Please format the stretch of the listing from the line containing "Data-labeling checklist — object class = sloped" through the line containing "308,51,314,71" as a Markdown table with the columns Number and Listing line, one row per line and blank lines left out.

====== Entries supplied ======

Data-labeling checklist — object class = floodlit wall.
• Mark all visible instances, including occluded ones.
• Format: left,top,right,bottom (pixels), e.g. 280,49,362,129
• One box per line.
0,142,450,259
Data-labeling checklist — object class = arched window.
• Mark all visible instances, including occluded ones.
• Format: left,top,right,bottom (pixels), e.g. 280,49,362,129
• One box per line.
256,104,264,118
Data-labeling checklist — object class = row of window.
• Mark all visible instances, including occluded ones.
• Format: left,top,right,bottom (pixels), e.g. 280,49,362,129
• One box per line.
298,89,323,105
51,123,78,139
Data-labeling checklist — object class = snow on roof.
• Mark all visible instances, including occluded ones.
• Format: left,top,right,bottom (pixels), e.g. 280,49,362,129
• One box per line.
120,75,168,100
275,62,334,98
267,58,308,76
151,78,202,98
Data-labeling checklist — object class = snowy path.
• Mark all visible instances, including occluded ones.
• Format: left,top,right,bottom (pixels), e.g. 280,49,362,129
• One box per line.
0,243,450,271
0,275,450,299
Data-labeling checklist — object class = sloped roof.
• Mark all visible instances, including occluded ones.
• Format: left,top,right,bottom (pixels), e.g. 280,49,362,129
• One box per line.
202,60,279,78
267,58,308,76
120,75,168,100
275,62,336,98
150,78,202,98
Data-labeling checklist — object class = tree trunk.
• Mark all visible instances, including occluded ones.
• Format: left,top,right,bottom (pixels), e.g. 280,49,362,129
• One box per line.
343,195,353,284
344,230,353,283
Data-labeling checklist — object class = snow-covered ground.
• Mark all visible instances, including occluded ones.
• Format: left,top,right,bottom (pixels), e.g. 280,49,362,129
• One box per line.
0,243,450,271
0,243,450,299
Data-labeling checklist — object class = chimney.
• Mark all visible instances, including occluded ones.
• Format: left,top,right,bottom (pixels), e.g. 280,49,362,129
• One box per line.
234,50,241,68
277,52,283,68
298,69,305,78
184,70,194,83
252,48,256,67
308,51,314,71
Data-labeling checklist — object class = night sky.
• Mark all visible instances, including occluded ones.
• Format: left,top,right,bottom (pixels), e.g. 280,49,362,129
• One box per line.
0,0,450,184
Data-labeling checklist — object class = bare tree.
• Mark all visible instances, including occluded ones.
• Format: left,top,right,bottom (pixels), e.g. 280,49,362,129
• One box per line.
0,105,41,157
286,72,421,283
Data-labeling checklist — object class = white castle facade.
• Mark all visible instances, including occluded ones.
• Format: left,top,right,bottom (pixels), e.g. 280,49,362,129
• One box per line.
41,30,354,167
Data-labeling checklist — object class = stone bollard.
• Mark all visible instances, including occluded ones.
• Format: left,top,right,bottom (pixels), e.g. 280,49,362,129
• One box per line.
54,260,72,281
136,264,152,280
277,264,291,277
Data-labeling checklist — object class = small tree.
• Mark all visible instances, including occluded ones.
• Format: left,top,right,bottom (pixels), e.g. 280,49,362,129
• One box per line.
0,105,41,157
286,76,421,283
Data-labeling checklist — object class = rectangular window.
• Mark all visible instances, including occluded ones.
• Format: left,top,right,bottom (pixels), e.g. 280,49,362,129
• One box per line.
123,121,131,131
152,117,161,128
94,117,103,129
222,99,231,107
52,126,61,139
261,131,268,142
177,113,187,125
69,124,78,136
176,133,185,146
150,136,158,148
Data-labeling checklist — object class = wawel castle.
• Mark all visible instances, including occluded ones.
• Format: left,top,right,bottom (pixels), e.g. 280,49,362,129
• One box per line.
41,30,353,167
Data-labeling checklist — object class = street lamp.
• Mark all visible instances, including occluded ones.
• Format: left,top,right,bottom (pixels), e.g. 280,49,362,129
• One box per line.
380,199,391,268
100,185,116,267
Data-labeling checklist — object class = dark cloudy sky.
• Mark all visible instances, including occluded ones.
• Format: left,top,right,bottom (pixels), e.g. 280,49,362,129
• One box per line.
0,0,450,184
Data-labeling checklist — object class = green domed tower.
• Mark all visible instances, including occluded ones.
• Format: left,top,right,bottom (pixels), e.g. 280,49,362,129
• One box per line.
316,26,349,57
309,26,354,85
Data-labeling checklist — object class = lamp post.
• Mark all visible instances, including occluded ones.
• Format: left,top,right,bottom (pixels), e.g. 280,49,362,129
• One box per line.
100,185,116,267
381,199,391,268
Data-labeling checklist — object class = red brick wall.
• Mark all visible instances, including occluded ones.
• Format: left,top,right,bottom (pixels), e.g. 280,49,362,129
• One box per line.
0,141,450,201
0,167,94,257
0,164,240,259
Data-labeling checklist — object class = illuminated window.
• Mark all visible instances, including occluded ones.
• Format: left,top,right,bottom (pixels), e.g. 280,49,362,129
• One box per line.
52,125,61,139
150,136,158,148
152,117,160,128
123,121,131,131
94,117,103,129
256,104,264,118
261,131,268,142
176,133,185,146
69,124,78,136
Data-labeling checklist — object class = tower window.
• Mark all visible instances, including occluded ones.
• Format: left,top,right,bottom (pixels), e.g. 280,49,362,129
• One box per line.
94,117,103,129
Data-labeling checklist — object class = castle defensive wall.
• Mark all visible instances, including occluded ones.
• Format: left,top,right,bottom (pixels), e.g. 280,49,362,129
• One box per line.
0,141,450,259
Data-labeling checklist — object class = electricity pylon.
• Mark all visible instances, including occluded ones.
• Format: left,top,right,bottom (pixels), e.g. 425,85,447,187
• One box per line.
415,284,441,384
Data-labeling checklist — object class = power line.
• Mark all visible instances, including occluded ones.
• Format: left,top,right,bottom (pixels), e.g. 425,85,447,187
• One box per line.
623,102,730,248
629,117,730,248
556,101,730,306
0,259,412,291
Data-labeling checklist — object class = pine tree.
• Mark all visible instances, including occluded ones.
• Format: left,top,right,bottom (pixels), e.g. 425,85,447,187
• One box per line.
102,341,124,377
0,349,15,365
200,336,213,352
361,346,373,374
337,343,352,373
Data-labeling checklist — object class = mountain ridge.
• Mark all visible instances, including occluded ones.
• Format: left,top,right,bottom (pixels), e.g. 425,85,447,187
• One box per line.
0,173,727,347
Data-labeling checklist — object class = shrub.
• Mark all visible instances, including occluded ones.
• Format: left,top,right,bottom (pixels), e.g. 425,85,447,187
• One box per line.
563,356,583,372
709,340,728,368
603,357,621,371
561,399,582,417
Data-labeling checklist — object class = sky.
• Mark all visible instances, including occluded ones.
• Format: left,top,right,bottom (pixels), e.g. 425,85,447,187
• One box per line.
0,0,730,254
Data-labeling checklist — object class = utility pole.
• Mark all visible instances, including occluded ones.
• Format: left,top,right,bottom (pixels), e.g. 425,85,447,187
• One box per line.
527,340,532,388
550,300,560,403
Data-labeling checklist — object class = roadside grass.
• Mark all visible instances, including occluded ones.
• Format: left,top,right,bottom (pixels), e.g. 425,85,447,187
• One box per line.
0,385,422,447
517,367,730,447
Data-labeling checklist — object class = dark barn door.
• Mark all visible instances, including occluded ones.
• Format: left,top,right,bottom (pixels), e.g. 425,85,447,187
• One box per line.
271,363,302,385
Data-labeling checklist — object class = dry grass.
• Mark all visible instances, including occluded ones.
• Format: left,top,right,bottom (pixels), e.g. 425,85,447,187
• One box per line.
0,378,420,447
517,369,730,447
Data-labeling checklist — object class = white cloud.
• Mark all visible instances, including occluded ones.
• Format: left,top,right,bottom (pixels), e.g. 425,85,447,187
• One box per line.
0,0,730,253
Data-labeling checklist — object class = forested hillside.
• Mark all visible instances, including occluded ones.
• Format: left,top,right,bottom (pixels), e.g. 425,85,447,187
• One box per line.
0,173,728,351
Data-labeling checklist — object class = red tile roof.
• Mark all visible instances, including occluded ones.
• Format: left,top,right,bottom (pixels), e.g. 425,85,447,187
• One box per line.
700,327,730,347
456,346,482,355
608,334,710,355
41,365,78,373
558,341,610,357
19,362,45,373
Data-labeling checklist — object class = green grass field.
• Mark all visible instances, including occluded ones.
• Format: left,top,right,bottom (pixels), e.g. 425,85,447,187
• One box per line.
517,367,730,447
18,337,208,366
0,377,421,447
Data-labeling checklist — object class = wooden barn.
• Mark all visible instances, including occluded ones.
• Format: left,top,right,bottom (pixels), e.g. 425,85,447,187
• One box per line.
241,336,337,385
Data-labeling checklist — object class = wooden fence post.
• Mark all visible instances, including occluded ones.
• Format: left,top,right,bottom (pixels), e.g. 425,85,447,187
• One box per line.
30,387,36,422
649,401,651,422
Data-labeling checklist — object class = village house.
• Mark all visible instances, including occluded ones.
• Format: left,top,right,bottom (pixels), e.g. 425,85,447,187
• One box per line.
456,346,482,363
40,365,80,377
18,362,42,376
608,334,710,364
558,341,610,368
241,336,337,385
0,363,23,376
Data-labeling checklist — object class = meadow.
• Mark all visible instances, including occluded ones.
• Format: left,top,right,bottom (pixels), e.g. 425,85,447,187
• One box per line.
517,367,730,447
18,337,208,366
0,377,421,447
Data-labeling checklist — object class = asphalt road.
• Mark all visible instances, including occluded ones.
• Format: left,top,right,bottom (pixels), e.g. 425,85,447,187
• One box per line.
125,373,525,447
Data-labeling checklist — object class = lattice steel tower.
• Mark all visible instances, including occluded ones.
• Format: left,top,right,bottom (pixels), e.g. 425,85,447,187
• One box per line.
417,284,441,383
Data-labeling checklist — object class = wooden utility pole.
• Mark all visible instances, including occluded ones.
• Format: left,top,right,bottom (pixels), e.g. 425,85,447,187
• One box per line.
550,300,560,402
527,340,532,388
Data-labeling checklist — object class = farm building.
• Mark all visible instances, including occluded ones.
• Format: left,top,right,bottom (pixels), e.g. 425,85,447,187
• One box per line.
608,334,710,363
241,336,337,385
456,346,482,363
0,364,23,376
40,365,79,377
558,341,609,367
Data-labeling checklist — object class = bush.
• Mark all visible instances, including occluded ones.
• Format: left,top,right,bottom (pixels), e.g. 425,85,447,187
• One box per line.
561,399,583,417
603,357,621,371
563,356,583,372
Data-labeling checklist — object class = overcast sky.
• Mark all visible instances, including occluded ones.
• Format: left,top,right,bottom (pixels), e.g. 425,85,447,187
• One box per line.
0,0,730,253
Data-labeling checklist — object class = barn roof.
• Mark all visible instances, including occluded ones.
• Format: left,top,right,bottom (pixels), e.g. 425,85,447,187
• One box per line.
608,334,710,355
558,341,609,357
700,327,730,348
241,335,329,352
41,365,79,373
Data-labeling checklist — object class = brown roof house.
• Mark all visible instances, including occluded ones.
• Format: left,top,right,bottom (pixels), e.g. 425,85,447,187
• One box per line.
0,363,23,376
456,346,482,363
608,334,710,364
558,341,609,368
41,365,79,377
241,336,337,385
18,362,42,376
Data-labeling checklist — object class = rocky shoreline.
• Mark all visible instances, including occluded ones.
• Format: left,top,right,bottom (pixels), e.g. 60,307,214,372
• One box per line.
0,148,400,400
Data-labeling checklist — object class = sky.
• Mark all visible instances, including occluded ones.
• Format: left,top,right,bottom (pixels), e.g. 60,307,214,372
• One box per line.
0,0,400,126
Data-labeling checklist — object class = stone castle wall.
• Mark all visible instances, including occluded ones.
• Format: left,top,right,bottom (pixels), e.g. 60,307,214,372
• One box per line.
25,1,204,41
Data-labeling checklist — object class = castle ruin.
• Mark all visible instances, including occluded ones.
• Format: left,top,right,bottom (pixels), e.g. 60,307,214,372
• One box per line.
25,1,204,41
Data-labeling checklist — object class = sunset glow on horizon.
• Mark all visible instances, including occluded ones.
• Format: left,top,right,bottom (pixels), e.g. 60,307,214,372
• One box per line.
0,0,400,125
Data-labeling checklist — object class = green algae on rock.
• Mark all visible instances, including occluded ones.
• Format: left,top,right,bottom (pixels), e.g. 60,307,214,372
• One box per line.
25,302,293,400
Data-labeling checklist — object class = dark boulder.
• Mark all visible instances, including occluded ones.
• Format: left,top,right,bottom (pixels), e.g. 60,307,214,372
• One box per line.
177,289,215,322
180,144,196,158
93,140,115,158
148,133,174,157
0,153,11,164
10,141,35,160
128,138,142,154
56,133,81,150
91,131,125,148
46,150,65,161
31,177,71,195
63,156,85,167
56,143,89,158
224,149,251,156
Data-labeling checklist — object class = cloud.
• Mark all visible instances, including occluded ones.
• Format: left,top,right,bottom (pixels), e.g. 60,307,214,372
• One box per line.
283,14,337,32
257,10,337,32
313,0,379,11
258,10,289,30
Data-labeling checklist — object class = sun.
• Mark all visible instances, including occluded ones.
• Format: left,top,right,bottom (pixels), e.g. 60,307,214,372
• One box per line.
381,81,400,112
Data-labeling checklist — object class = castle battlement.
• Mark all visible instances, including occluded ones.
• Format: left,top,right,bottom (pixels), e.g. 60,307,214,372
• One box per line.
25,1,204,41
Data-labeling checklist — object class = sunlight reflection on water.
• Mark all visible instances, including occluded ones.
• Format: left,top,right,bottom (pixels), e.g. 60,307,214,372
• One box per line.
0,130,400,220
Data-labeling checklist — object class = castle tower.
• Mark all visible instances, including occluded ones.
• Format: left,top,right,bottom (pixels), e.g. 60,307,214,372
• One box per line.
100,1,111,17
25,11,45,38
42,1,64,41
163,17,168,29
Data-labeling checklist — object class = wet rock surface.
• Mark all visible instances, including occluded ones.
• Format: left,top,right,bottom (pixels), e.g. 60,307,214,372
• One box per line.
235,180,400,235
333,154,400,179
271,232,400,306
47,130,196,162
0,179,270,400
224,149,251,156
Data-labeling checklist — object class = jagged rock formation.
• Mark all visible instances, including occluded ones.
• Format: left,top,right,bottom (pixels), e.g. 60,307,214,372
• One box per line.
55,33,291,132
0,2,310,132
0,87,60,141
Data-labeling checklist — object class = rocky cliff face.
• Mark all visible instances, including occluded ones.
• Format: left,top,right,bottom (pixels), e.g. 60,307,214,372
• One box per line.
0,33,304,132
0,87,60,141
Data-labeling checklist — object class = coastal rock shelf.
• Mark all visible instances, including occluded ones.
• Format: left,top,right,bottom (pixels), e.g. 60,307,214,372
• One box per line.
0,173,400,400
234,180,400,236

======

> **Full output**:
| Number | Listing line |
|---|---|
| 1 | Data-labeling checklist — object class = sloped roof. |
| 2 | • Mark all visible instances, including occluded ones. |
| 3 | • Format: left,top,right,bottom (pixels), e.g. 280,49,362,129 |
| 4 | • One box per line. |
| 5 | 202,60,279,78 |
| 6 | 267,58,308,76 |
| 7 | 120,75,168,100 |
| 8 | 275,62,336,98 |
| 9 | 150,78,202,98 |
| 10 | Data-labeling checklist — object class = tree trunk. |
| 11 | • Mark all visible instances, including occluded ones. |
| 12 | • Format: left,top,right,bottom (pixels), e.g. 280,49,362,129 |
| 13 | • One box per line. |
| 14 | 343,195,353,284 |
| 15 | 344,230,353,283 |
| 16 | Data-labeling checklist — object class = snow-covered ground. |
| 17 | • Mark all visible instances, including occluded ones. |
| 18 | • Format: left,top,right,bottom (pixels), e.g. 280,49,362,129 |
| 19 | • One box per line. |
| 20 | 0,243,450,271 |
| 21 | 0,243,450,299 |
| 22 | Data-labeling checklist — object class = chimney. |
| 23 | • Mark all visible instances, including occluded ones. |
| 24 | • Format: left,top,right,bottom (pixels), e.g. 280,49,362,129 |
| 25 | • One box per line. |
| 26 | 234,50,241,68 |
| 27 | 277,52,283,68 |
| 28 | 298,69,305,78 |
| 29 | 184,70,194,83 |
| 30 | 252,48,256,67 |
| 31 | 308,51,314,71 |